START Dataset records

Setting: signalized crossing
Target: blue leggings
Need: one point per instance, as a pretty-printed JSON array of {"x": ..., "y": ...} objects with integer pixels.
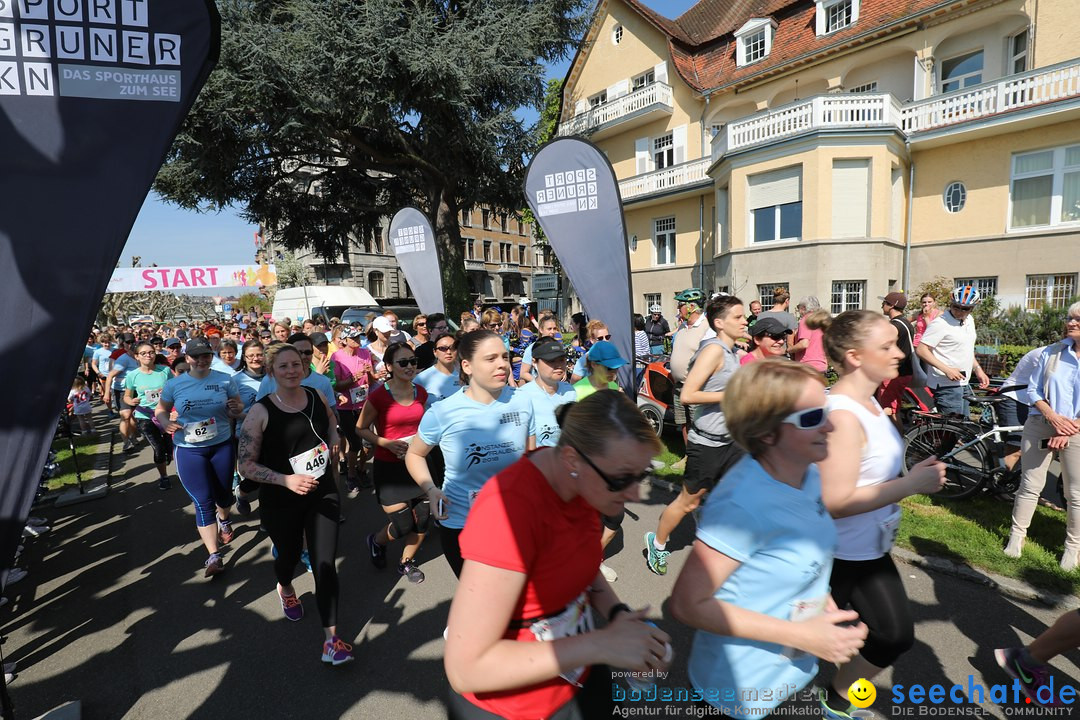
[{"x": 206, "y": 475}]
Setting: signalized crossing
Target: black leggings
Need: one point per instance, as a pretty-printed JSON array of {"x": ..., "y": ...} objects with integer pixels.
[
  {"x": 592, "y": 701},
  {"x": 874, "y": 589},
  {"x": 288, "y": 519},
  {"x": 162, "y": 443}
]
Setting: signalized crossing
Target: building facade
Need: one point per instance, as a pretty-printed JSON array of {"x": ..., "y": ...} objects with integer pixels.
[{"x": 839, "y": 148}]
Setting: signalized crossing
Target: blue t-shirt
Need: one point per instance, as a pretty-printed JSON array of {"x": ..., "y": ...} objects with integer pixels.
[
  {"x": 200, "y": 407},
  {"x": 477, "y": 440},
  {"x": 440, "y": 386},
  {"x": 315, "y": 381},
  {"x": 784, "y": 540},
  {"x": 543, "y": 409}
]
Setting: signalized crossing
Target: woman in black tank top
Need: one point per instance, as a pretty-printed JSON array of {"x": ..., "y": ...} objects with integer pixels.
[{"x": 288, "y": 443}]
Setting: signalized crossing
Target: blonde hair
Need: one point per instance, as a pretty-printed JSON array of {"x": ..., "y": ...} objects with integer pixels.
[{"x": 759, "y": 396}]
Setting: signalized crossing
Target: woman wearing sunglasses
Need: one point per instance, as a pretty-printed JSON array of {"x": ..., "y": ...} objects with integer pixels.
[
  {"x": 862, "y": 486},
  {"x": 394, "y": 409},
  {"x": 521, "y": 638},
  {"x": 756, "y": 583}
]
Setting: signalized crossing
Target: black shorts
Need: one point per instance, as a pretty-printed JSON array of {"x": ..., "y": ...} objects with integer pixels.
[
  {"x": 393, "y": 485},
  {"x": 705, "y": 465}
]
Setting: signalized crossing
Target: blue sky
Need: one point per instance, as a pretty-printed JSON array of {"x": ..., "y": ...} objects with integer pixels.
[{"x": 169, "y": 235}]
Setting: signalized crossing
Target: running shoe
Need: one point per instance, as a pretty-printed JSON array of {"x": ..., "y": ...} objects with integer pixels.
[
  {"x": 214, "y": 566},
  {"x": 291, "y": 606},
  {"x": 410, "y": 572},
  {"x": 377, "y": 552},
  {"x": 337, "y": 651},
  {"x": 656, "y": 559},
  {"x": 1030, "y": 674},
  {"x": 225, "y": 531}
]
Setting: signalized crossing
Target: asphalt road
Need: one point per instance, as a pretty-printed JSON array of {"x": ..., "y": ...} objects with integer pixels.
[{"x": 116, "y": 613}]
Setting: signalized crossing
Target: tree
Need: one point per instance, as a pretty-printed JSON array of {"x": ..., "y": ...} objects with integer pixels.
[{"x": 325, "y": 116}]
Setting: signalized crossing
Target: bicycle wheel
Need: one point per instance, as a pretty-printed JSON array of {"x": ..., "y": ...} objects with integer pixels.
[{"x": 966, "y": 470}]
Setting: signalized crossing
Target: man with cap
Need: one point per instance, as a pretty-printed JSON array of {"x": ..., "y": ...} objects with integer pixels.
[{"x": 891, "y": 391}]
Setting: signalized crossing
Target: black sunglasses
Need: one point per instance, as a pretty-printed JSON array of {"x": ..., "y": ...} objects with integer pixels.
[{"x": 617, "y": 484}]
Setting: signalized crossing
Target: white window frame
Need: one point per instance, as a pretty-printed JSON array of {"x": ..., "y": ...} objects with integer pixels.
[
  {"x": 1045, "y": 286},
  {"x": 757, "y": 27},
  {"x": 663, "y": 228},
  {"x": 848, "y": 295},
  {"x": 1057, "y": 171}
]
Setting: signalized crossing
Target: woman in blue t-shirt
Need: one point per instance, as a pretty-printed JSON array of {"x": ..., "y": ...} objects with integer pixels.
[
  {"x": 756, "y": 583},
  {"x": 481, "y": 430}
]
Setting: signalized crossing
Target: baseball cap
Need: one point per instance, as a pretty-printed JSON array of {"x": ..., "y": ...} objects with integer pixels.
[
  {"x": 198, "y": 347},
  {"x": 549, "y": 349},
  {"x": 605, "y": 353},
  {"x": 898, "y": 300}
]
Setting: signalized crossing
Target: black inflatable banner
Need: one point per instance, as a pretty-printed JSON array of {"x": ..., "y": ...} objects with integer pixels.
[
  {"x": 572, "y": 191},
  {"x": 92, "y": 93}
]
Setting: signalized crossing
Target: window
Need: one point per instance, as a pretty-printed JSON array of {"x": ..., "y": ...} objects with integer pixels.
[
  {"x": 775, "y": 205},
  {"x": 1045, "y": 188},
  {"x": 663, "y": 239},
  {"x": 987, "y": 286},
  {"x": 766, "y": 293},
  {"x": 643, "y": 80},
  {"x": 663, "y": 151},
  {"x": 376, "y": 284},
  {"x": 1050, "y": 290},
  {"x": 848, "y": 295},
  {"x": 1017, "y": 52},
  {"x": 955, "y": 197},
  {"x": 962, "y": 71}
]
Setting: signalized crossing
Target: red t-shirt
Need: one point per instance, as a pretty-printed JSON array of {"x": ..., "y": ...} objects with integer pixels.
[
  {"x": 395, "y": 420},
  {"x": 518, "y": 522}
]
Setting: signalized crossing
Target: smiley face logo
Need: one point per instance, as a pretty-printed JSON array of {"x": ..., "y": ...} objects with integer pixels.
[{"x": 862, "y": 693}]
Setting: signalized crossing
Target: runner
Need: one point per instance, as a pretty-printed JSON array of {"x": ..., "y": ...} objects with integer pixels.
[
  {"x": 710, "y": 449},
  {"x": 288, "y": 444},
  {"x": 756, "y": 583},
  {"x": 481, "y": 430},
  {"x": 530, "y": 583},
  {"x": 143, "y": 390},
  {"x": 395, "y": 409},
  {"x": 205, "y": 401},
  {"x": 861, "y": 486}
]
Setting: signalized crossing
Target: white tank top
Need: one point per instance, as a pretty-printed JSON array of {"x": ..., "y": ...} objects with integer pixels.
[{"x": 868, "y": 535}]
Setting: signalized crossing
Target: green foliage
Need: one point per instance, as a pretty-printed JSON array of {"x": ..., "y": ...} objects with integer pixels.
[{"x": 323, "y": 117}]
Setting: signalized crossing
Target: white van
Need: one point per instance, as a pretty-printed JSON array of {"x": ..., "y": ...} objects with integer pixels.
[{"x": 300, "y": 303}]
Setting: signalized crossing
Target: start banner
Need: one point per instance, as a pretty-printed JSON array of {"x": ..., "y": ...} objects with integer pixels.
[{"x": 140, "y": 280}]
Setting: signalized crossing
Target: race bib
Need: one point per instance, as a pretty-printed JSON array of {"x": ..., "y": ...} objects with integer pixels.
[
  {"x": 312, "y": 462},
  {"x": 200, "y": 432},
  {"x": 577, "y": 619}
]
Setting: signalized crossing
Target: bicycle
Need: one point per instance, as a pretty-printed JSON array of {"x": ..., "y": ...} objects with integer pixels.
[{"x": 973, "y": 451}]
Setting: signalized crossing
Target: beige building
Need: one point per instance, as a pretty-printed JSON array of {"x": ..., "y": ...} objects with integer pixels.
[{"x": 840, "y": 148}]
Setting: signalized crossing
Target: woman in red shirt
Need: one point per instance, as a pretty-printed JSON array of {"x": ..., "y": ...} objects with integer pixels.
[
  {"x": 395, "y": 409},
  {"x": 521, "y": 641}
]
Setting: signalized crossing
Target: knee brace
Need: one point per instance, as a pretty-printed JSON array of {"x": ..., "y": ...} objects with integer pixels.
[
  {"x": 422, "y": 513},
  {"x": 402, "y": 522}
]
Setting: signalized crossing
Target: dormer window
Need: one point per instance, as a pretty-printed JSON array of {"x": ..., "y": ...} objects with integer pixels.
[
  {"x": 754, "y": 40},
  {"x": 835, "y": 15}
]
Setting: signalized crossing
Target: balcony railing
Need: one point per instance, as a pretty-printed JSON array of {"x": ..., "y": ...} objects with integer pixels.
[
  {"x": 666, "y": 179},
  {"x": 881, "y": 110},
  {"x": 657, "y": 93}
]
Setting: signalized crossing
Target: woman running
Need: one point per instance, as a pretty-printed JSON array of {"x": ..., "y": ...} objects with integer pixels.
[
  {"x": 143, "y": 389},
  {"x": 395, "y": 409},
  {"x": 288, "y": 443},
  {"x": 861, "y": 488},
  {"x": 521, "y": 640},
  {"x": 481, "y": 430},
  {"x": 756, "y": 583},
  {"x": 205, "y": 401}
]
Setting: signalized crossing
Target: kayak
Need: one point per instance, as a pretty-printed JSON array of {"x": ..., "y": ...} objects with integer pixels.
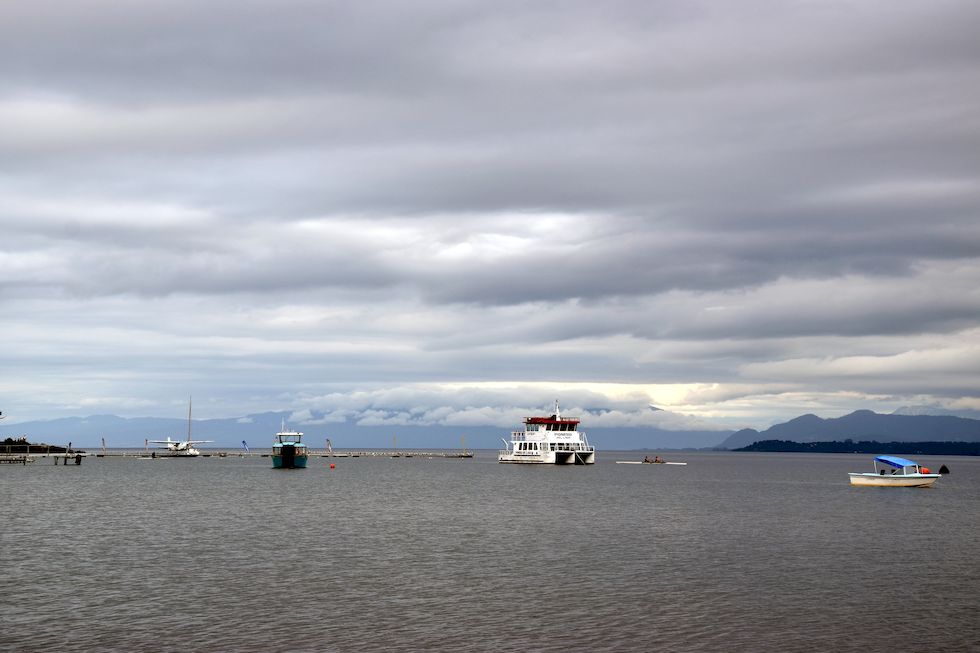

END Dataset records

Beginning at the line with "Target: woman running" and ending at the line with "Target: kayak", reproduce each line of the data above exactly, and add no other lines.

(Result)
Target: woman running
Need: one point per instance, as a pretty-printed JSON array of {"x": ..., "y": ...} objects with integer pixels.
[
  {"x": 143, "y": 389},
  {"x": 395, "y": 409},
  {"x": 288, "y": 443},
  {"x": 861, "y": 488},
  {"x": 521, "y": 640},
  {"x": 481, "y": 430},
  {"x": 756, "y": 583},
  {"x": 205, "y": 401}
]
Setting: signalized crossing
Target: kayak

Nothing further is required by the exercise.